→ **PROBLEM TO SOLVE**: Convert the data below into a Markdown table with the columns Number and Line, one numbered row for each line and no rows for blank lines. Leave the pictures out of your table.

[Photo object pointing records]
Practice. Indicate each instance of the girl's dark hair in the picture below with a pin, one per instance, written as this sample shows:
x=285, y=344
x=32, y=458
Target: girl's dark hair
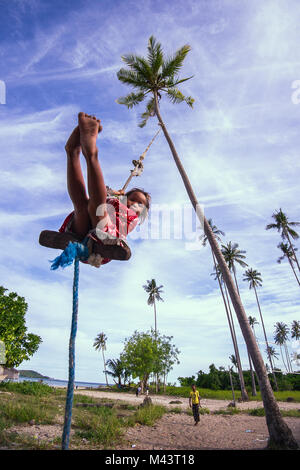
x=148, y=201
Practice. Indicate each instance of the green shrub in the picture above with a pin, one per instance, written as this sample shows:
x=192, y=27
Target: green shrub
x=98, y=425
x=25, y=412
x=257, y=412
x=28, y=388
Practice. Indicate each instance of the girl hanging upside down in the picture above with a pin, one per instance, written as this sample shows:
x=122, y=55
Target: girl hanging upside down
x=106, y=221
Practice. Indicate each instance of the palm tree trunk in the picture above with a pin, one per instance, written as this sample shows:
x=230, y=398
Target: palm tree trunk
x=237, y=287
x=155, y=329
x=233, y=335
x=104, y=367
x=291, y=246
x=253, y=386
x=283, y=358
x=292, y=266
x=245, y=396
x=232, y=388
x=266, y=340
x=280, y=433
x=288, y=357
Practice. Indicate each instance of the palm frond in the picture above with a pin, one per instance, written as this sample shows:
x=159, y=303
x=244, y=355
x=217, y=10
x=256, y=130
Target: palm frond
x=155, y=55
x=131, y=100
x=130, y=77
x=175, y=95
x=139, y=65
x=172, y=66
x=150, y=112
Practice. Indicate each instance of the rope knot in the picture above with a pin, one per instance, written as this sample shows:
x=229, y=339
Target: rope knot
x=71, y=252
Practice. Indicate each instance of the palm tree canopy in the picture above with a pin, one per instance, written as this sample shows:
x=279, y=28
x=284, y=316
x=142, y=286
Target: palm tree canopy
x=252, y=321
x=283, y=224
x=287, y=252
x=154, y=74
x=215, y=231
x=116, y=367
x=272, y=352
x=295, y=330
x=233, y=255
x=100, y=342
x=154, y=291
x=253, y=277
x=281, y=333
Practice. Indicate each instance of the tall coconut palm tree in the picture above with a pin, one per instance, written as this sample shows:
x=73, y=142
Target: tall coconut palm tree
x=232, y=256
x=295, y=333
x=283, y=225
x=281, y=337
x=255, y=280
x=289, y=254
x=252, y=323
x=100, y=344
x=218, y=275
x=152, y=77
x=295, y=329
x=233, y=360
x=154, y=292
x=226, y=301
x=272, y=353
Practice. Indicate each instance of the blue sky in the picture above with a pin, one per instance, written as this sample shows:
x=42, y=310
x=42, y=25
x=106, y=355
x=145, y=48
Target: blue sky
x=239, y=146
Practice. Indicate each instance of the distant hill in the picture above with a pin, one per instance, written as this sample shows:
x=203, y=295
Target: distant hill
x=32, y=374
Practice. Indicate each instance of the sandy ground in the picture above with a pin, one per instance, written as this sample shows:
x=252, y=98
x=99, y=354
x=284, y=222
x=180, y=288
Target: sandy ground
x=212, y=405
x=178, y=432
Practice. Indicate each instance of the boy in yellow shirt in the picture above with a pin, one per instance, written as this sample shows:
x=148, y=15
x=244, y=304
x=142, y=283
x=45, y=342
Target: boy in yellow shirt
x=194, y=402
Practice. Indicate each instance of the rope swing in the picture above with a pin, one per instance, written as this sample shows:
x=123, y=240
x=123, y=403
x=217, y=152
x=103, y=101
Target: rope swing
x=76, y=250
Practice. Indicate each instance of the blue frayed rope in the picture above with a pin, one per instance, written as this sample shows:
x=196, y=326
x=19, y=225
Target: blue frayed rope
x=74, y=250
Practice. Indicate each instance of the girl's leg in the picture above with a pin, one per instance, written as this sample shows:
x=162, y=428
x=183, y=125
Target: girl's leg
x=89, y=128
x=76, y=185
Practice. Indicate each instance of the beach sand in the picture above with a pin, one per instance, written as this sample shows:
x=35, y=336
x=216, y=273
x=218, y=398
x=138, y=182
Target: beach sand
x=176, y=431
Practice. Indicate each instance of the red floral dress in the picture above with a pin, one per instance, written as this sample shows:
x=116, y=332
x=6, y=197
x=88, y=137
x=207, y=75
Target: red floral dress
x=122, y=221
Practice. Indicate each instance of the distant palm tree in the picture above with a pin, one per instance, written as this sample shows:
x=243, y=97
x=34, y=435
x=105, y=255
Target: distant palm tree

→ **ANSWER FOR THE TASK**:
| Number | Line |
|---|---|
| 1 | Practice. Indicate each instance of the girl's dark hair in the picture below with a pin, one per instance, written as this sample shows: |
| 2 | x=285, y=344 |
| 3 | x=32, y=458 |
| 4 | Target: girl's dark hair |
| 5 | x=148, y=201 |
| 6 | Practice. Indicate each instance of the green shrub in the picture above with a pin, one per instance, written as this sample shows: |
| 7 | x=192, y=27 |
| 8 | Target: green shrub |
| 9 | x=98, y=425 |
| 10 | x=25, y=412 |
| 11 | x=257, y=412 |
| 12 | x=28, y=388 |
| 13 | Practice. Indicate each instance of the girl hanging upside down in the picture above with a pin, one per instance, written as this sample shows: |
| 14 | x=122, y=55 |
| 15 | Target: girl hanging upside down |
| 16 | x=106, y=221 |
| 17 | Practice. Indicate each instance of the palm tree trunk in the picture above with a pin, one per instance, written as this sample shows: |
| 18 | x=230, y=398 |
| 19 | Target: palm tree trunk |
| 20 | x=237, y=287 |
| 21 | x=155, y=329 |
| 22 | x=233, y=335 |
| 23 | x=104, y=367 |
| 24 | x=291, y=246 |
| 25 | x=253, y=386 |
| 26 | x=283, y=358 |
| 27 | x=292, y=266 |
| 28 | x=245, y=396 |
| 29 | x=232, y=388 |
| 30 | x=266, y=340 |
| 31 | x=280, y=433 |
| 32 | x=288, y=357 |
| 33 | Practice. Indicate each instance of the palm frond in the picture above with a pin, one per instance, written as this sample shows: |
| 34 | x=159, y=303 |
| 35 | x=244, y=355 |
| 36 | x=217, y=10 |
| 37 | x=256, y=130 |
| 38 | Target: palm frond |
| 39 | x=155, y=55 |
| 40 | x=131, y=100 |
| 41 | x=130, y=77 |
| 42 | x=175, y=95 |
| 43 | x=139, y=65 |
| 44 | x=172, y=66 |
| 45 | x=150, y=112 |
| 46 | Practice. Indicate each instance of the rope knot in the picture above with a pin, one per instance, written as this sample shows: |
| 47 | x=229, y=339 |
| 48 | Target: rope knot |
| 49 | x=71, y=252 |
| 50 | Practice. Indicate each instance of the palm tree canopy in the picture above with a pin, one per instance, written as this sample shows: |
| 51 | x=279, y=28 |
| 52 | x=284, y=316 |
| 53 | x=142, y=286 |
| 54 | Target: palm tree canopy |
| 55 | x=252, y=321 |
| 56 | x=283, y=224 |
| 57 | x=287, y=252 |
| 58 | x=154, y=74 |
| 59 | x=215, y=231 |
| 60 | x=116, y=367 |
| 61 | x=272, y=352 |
| 62 | x=295, y=330 |
| 63 | x=233, y=255 |
| 64 | x=100, y=342 |
| 65 | x=154, y=291 |
| 66 | x=253, y=277 |
| 67 | x=281, y=333 |
| 68 | Practice. Indicate each instance of the tall coconut palm tree in the picture above with a pin, one per instance, written as this sample shows: |
| 69 | x=73, y=142 |
| 70 | Target: tall coconut palm tree |
| 71 | x=232, y=256 |
| 72 | x=295, y=333 |
| 73 | x=283, y=225 |
| 74 | x=281, y=337 |
| 75 | x=255, y=280 |
| 76 | x=289, y=254 |
| 77 | x=252, y=323 |
| 78 | x=100, y=344 |
| 79 | x=218, y=275 |
| 80 | x=152, y=77 |
| 81 | x=295, y=329 |
| 82 | x=233, y=360 |
| 83 | x=154, y=292 |
| 84 | x=226, y=301 |
| 85 | x=272, y=353 |
| 86 | Practice. Indicate each instance of the blue sky in the picture above with a pin, one per instance, written as this sample shows: |
| 87 | x=42, y=310 |
| 88 | x=42, y=25 |
| 89 | x=106, y=355 |
| 90 | x=145, y=48 |
| 91 | Target: blue sky |
| 92 | x=239, y=146 |
| 93 | Practice. Indicate each instance of the distant hill in the picture above with a pin, one per instance, written as this sample shows: |
| 94 | x=203, y=295 |
| 95 | Target: distant hill |
| 96 | x=32, y=374 |
| 97 | Practice. Indicate each instance of the sandy ground in the picture above with a pin, one per instance, written as this sample shows: |
| 98 | x=252, y=98 |
| 99 | x=99, y=354 |
| 100 | x=284, y=222 |
| 101 | x=180, y=288 |
| 102 | Target: sandy ground |
| 103 | x=212, y=405 |
| 104 | x=178, y=432 |
| 105 | Practice. Indicate each instance of the boy in yellow shirt in the picture above with a pin, one per instance, written as this sample shows: |
| 106 | x=148, y=15 |
| 107 | x=244, y=304 |
| 108 | x=142, y=283 |
| 109 | x=45, y=342 |
| 110 | Target: boy in yellow shirt |
| 111 | x=194, y=402 |
| 112 | Practice. Indicate each instance of the rope swing in the picture above with a pin, one per instance, written as this sample shows: |
| 113 | x=123, y=240 |
| 114 | x=123, y=403 |
| 115 | x=217, y=152 |
| 116 | x=103, y=101 |
| 117 | Target: rope swing |
| 118 | x=76, y=250 |
| 119 | Practice. Indicate each instance of the blue frayed rope in the picture above with a pin, one per instance, written as this sample shows: |
| 120 | x=196, y=326 |
| 121 | x=19, y=225 |
| 122 | Target: blue frayed rope |
| 123 | x=74, y=250 |
| 124 | Practice. Indicate each instance of the girl's leg in the picture above with a pin, one per instance, written as this sample shows: |
| 125 | x=162, y=428 |
| 126 | x=183, y=125 |
| 127 | Target: girl's leg |
| 128 | x=89, y=128 |
| 129 | x=76, y=185 |
| 130 | Practice. Indicate each instance of the beach sand in the picture above with a pin, one per instance, written as this sample shows: |
| 131 | x=35, y=336 |
| 132 | x=216, y=273 |
| 133 | x=218, y=398 |
| 134 | x=138, y=182 |
| 135 | Target: beach sand |
| 136 | x=176, y=431 |
| 137 | Practice. Indicate each instance of the red floral dress in the picture above with a pin, one per instance, written as this sample shows: |
| 138 | x=116, y=332 |
| 139 | x=6, y=197 |
| 140 | x=88, y=137 |
| 141 | x=207, y=75 |
| 142 | Target: red floral dress |
| 143 | x=122, y=221 |
| 144 | Practice. Indicate each instance of the distant palm tree in the picture above with a pin, one per instance, written as this sample shows: |
| 145 | x=243, y=97 |
| 146 | x=34, y=435 |
| 147 | x=105, y=255 |
| 148 | Target: distant palm tree |